[Task goal]
Reproduce all entries precisely as they are written.

[Provided material]
****************************************
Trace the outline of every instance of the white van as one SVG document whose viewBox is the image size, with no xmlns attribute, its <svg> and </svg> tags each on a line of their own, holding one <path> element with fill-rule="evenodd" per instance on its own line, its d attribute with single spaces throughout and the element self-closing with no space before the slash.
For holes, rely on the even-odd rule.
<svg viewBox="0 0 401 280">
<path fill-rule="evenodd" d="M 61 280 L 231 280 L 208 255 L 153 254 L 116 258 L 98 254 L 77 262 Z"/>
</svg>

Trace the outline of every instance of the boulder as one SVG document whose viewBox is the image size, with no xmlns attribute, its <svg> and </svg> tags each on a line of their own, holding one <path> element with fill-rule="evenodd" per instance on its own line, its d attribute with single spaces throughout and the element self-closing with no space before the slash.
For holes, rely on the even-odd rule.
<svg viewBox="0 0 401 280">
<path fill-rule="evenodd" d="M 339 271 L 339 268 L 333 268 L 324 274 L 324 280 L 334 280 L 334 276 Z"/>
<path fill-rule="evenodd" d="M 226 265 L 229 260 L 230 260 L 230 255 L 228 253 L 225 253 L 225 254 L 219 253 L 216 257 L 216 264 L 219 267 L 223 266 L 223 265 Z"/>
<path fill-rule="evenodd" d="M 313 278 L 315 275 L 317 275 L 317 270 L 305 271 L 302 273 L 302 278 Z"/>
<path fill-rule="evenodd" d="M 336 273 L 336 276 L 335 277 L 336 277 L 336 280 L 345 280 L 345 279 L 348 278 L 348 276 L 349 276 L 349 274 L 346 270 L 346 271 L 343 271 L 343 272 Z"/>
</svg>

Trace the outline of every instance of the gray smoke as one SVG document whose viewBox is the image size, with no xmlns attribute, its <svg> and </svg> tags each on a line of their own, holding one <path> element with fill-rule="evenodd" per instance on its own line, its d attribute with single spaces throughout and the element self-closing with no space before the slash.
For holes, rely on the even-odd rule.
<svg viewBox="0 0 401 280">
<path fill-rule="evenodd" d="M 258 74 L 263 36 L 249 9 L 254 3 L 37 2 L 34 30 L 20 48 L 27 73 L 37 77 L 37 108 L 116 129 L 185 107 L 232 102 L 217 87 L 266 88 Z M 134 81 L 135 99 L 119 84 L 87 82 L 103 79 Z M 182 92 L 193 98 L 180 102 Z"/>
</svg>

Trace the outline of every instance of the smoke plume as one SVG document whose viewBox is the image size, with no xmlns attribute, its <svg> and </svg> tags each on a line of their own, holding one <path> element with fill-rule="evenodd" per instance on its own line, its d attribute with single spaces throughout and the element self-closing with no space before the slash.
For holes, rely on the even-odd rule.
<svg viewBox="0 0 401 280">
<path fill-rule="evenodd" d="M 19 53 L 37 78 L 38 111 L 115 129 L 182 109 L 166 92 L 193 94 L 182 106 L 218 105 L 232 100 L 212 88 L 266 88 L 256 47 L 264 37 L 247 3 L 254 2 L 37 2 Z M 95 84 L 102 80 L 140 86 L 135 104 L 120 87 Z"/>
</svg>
****************************************
[Result]
Trace the outline of every instance of the white van as one SVG document whose viewBox is the image size, with no xmlns attribute, its <svg> and </svg> tags each on a line of their own, holding one <path> element with fill-rule="evenodd" per instance on its own line, its d attribute with single spaces throughout and the element self-closing with no space before the slash.
For holes, rely on the even-odd rule.
<svg viewBox="0 0 401 280">
<path fill-rule="evenodd" d="M 61 280 L 231 280 L 208 255 L 153 254 L 116 258 L 98 254 L 77 262 Z"/>
</svg>

Trace the outline of every instance of the boulder as one SVG document whose viewBox is the image size, with no xmlns attribute, its <svg> and </svg> tags each on a line of their own, holding one <path> element with fill-rule="evenodd" per instance on its own line, its d attribute with single spaces throughout and the element self-closing with no space before the slash.
For holes, rely on the even-odd rule.
<svg viewBox="0 0 401 280">
<path fill-rule="evenodd" d="M 339 271 L 339 268 L 333 268 L 324 274 L 324 280 L 334 280 L 334 276 Z"/>
<path fill-rule="evenodd" d="M 226 265 L 229 260 L 230 260 L 230 255 L 228 253 L 225 253 L 225 254 L 219 253 L 216 257 L 216 264 L 219 267 L 223 266 L 223 265 Z"/>
<path fill-rule="evenodd" d="M 313 278 L 315 275 L 317 275 L 317 270 L 305 271 L 302 273 L 302 278 Z"/>
<path fill-rule="evenodd" d="M 336 273 L 336 276 L 335 277 L 336 277 L 336 280 L 345 280 L 345 279 L 348 278 L 348 276 L 349 276 L 349 274 L 346 270 L 346 271 L 343 271 L 343 272 Z"/>
</svg>

Trace the outline of every instance of the gray smoke as one SVG document whose viewBox is the image size, with no xmlns attribute, its <svg> and </svg> tags each on a line of their own, holding one <path> element with fill-rule="evenodd" per instance on its own line, its d attribute with single spaces throughout and the element self-closing with no space before the slash.
For holes, rely on the even-odd rule.
<svg viewBox="0 0 401 280">
<path fill-rule="evenodd" d="M 258 74 L 263 36 L 249 9 L 254 3 L 37 2 L 34 30 L 20 48 L 27 73 L 37 77 L 37 108 L 116 129 L 185 107 L 232 102 L 217 87 L 266 88 Z M 134 81 L 135 99 L 119 84 L 87 82 L 103 79 Z M 182 92 L 193 98 L 180 102 Z"/>
</svg>

Trace the outline of every instance of the smoke plume as one SVG document whose viewBox is the image size, with no xmlns attribute, its <svg> and </svg> tags each on a line of their own, holding one <path> element with fill-rule="evenodd" per instance on its own line, its d attribute with single spaces throughout and the element self-closing with no space before the slash.
For holes, rely on the even-odd rule.
<svg viewBox="0 0 401 280">
<path fill-rule="evenodd" d="M 19 53 L 37 78 L 38 111 L 115 129 L 182 109 L 166 92 L 193 94 L 182 106 L 218 105 L 232 100 L 212 88 L 266 88 L 256 47 L 264 37 L 247 3 L 254 2 L 37 2 Z M 95 84 L 102 80 L 140 86 L 135 104 L 120 87 Z"/>
</svg>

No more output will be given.